**EXTRACT PROVIDED:**
..........

# Milorganite alternative in Canada - Nutri-Pel



## DT1986 (May 3, 2018)

Hi - This is for mainly for users in Canada who do not have access to Milorganite.

I came across a product called Nutri-Pel while searching for an alternative to Milorganite in Toronto/Southern Ontario.

Cities in Ontario and Quebec processes their bio-solid waste in to pelletized fertilizer much like the city of Milwaukee does with Milorganite. The difference being Milorganite is available to the massess all over America where our bio-solid based fertlizers are available to farmers and not the general public. That's until I found these guys nutri-pel.ca made by a Toronto based company Veolia Water Canada.

This stuff has an analysis of 4.6-6.0-0 plus it has 6.5% iron. It even looks similar to Milorganite! It is also 100% recycled bio-solid waste and is approved the Canadan Food Inspection Agency.

..........

**WHAT IS BEING ASKED:**
Carry on the forum thread above about Nutri-Pel as a Milorganite alternative in Canada, starting right after its final sentence. The records after this point come from a separate source.

**INFORMATION SUPPLIED:**

..........

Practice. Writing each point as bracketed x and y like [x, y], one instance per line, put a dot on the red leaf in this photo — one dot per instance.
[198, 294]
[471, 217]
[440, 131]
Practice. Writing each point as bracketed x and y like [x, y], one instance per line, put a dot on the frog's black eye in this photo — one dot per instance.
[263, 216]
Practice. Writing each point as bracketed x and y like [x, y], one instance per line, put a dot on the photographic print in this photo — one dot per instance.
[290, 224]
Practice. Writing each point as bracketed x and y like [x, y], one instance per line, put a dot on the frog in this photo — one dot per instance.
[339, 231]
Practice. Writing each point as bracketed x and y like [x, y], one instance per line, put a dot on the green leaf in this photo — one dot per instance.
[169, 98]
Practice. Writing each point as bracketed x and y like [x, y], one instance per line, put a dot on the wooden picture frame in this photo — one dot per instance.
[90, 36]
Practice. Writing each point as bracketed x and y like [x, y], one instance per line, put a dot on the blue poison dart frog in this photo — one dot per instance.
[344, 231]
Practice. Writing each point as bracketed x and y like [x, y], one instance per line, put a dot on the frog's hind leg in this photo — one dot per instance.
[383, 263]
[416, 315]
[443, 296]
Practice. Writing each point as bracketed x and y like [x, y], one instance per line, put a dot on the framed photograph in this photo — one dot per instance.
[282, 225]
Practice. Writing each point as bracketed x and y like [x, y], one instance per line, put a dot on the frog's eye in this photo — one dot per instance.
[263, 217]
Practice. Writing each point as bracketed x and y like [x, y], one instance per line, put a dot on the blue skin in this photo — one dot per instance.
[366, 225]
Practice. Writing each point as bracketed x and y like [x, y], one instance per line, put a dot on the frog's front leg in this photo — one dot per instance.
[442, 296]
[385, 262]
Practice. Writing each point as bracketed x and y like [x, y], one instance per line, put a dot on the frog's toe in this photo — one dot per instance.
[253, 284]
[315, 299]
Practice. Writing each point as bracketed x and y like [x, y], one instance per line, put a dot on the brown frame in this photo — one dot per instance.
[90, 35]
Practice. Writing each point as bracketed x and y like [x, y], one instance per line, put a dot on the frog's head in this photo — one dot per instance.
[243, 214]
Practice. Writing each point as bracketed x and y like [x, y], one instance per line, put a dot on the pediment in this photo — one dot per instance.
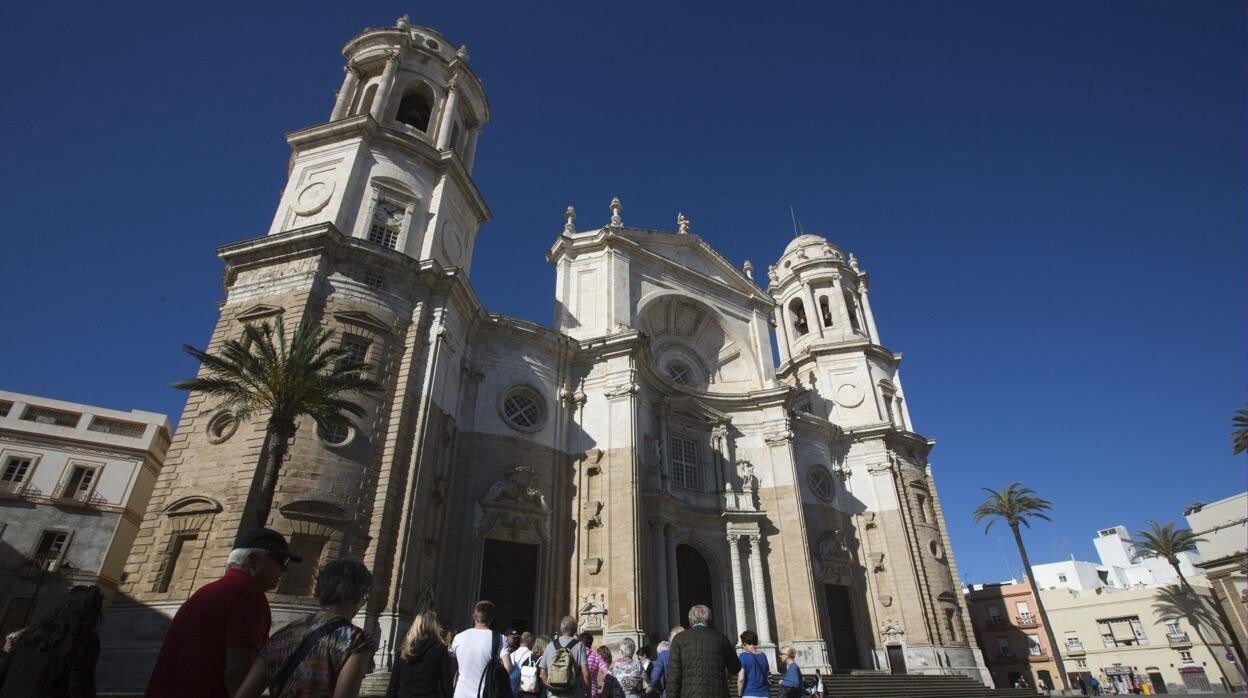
[361, 320]
[692, 254]
[258, 312]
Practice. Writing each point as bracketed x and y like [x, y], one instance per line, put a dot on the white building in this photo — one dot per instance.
[74, 485]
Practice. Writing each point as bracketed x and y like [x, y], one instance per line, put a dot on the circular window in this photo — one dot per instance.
[335, 433]
[821, 483]
[522, 408]
[680, 373]
[221, 426]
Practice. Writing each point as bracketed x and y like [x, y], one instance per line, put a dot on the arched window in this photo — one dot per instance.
[851, 305]
[798, 311]
[416, 106]
[366, 104]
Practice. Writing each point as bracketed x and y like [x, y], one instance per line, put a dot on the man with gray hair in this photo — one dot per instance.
[217, 633]
[700, 659]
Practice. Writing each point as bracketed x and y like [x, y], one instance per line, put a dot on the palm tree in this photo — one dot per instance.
[1167, 542]
[283, 378]
[1239, 432]
[1016, 505]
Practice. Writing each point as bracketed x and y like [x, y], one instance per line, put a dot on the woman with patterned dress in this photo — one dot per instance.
[627, 678]
[337, 659]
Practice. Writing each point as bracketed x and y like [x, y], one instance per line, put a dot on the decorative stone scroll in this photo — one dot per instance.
[514, 508]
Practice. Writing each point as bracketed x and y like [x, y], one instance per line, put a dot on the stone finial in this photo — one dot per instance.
[617, 221]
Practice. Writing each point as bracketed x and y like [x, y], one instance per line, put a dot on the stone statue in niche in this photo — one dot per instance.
[831, 547]
[592, 613]
[517, 487]
[749, 480]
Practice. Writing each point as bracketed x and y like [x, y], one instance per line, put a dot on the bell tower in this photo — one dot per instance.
[393, 162]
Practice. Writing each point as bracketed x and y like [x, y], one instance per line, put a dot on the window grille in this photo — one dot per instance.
[821, 483]
[104, 425]
[383, 235]
[50, 416]
[522, 410]
[680, 373]
[684, 462]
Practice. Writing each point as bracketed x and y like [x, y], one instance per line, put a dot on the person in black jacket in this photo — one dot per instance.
[55, 657]
[422, 668]
[700, 659]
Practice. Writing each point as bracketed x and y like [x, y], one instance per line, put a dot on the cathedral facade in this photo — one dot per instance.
[643, 455]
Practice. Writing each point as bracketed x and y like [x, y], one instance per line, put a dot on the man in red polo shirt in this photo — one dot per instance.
[217, 633]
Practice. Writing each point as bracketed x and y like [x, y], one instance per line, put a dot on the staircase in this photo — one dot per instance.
[844, 686]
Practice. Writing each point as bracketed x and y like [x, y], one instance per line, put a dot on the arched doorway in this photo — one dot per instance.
[694, 582]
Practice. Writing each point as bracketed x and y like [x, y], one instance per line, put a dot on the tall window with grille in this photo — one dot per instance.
[684, 462]
[387, 224]
[16, 471]
[51, 548]
[80, 483]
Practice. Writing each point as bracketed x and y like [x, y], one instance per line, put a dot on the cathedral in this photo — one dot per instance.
[643, 455]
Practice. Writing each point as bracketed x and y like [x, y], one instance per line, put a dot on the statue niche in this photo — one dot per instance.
[513, 510]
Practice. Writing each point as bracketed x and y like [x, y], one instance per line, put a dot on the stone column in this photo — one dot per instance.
[674, 576]
[385, 86]
[350, 81]
[448, 114]
[734, 555]
[866, 312]
[760, 601]
[660, 548]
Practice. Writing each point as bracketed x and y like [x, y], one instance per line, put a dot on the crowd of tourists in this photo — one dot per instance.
[220, 646]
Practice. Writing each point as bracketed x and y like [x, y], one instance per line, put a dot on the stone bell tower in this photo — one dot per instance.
[372, 239]
[393, 162]
[897, 575]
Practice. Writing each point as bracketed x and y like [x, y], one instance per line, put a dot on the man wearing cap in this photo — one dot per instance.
[217, 633]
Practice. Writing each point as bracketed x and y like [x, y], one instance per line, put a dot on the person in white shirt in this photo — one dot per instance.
[473, 649]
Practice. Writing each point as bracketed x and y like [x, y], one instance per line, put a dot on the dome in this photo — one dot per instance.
[805, 240]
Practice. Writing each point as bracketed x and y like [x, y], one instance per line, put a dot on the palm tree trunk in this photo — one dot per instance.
[277, 445]
[1040, 608]
[1196, 623]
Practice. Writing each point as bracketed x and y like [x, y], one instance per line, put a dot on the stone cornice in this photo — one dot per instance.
[815, 349]
[365, 127]
[607, 237]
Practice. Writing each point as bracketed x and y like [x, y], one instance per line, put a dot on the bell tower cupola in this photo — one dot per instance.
[820, 297]
[393, 162]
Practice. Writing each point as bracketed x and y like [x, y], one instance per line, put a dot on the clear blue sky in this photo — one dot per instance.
[1050, 197]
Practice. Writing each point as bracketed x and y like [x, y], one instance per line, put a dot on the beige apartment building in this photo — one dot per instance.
[74, 486]
[1223, 560]
[1127, 638]
[1011, 634]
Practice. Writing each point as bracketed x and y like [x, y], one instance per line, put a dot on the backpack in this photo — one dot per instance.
[494, 681]
[529, 676]
[563, 669]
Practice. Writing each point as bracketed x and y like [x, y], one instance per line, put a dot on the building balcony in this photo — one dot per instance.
[1178, 641]
[1026, 621]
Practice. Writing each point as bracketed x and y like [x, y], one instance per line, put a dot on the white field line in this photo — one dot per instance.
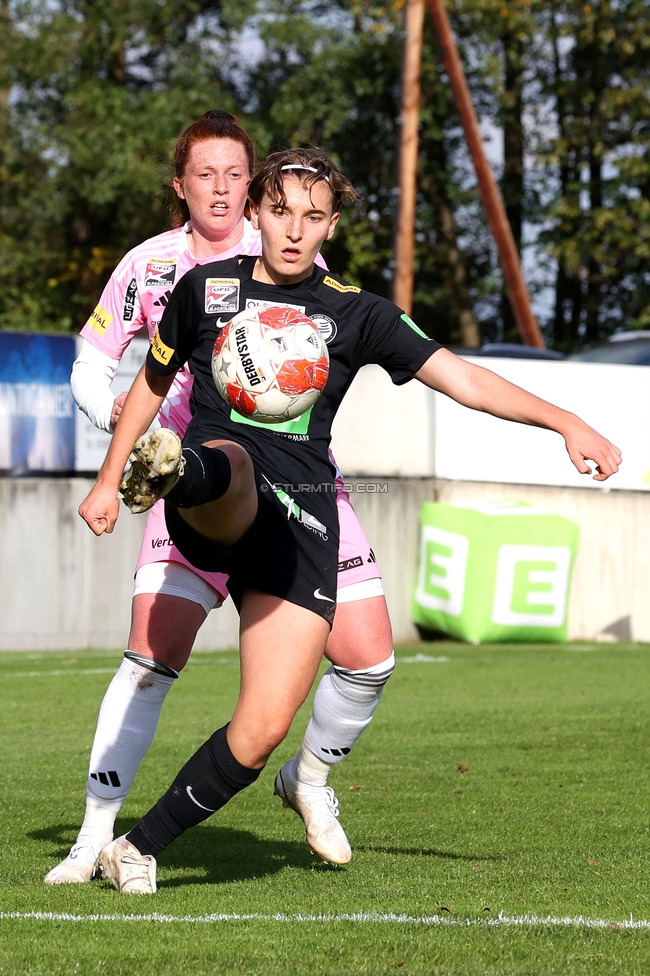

..........

**RESULT FOR THIS TASK:**
They have this product in 10kg bags and I am seriously thinking about getting myself some. They are looking for a retailer to market their product.

http://nutri-pel.ca/


----------



## jurkewycmi (Jun 3, 2018)

Hey friend! Good find.

If you haven't checked it out we have a thread going with all of the compiled organic alternatives.

https://thelawnforum.com/viewtopic.php?f=9&t=4025&hilit=Canadian+alternative

Post this product over there so we can add it to the list!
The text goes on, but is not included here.